* **Available data**

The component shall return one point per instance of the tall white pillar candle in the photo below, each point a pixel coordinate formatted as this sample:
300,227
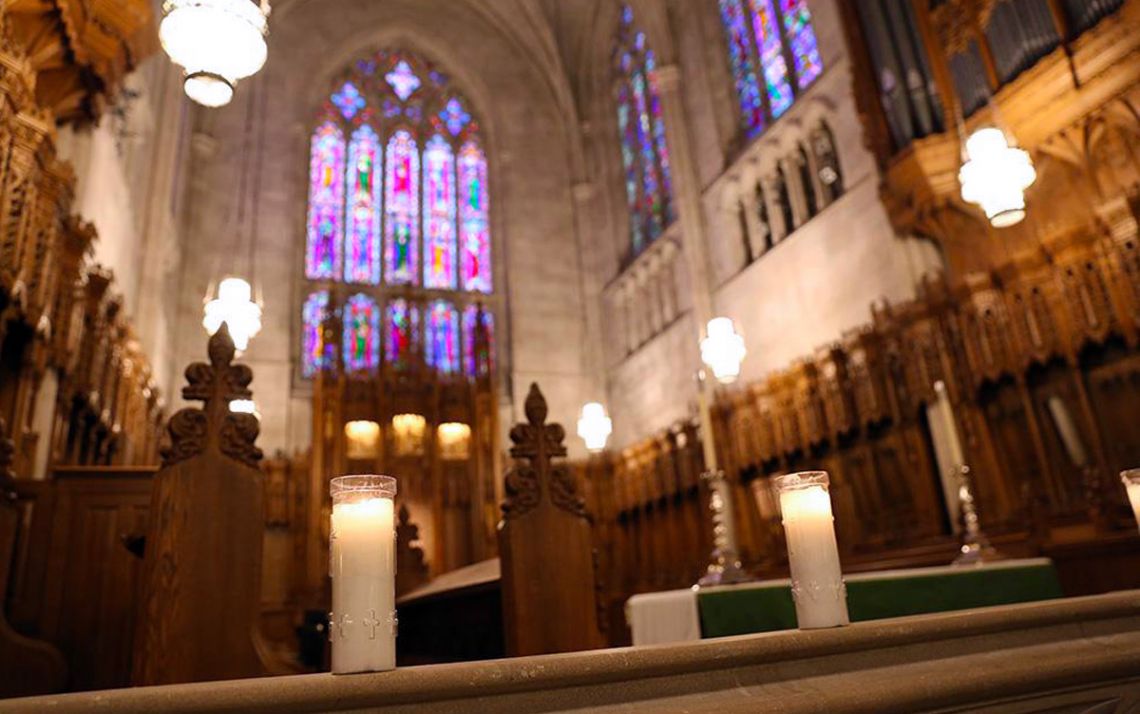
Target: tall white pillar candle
813,554
363,566
1131,479
950,427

* **Aim of the task**
With the pictures removed, set down the entire listing exactly.

* **Answer to the problem**
The component shall return one point per instance of the tall white pillar candle in the photo below, each point a pixel coordinate formatted as this sample:
300,227
Target: tall white pillar candle
813,554
363,566
1131,479
950,427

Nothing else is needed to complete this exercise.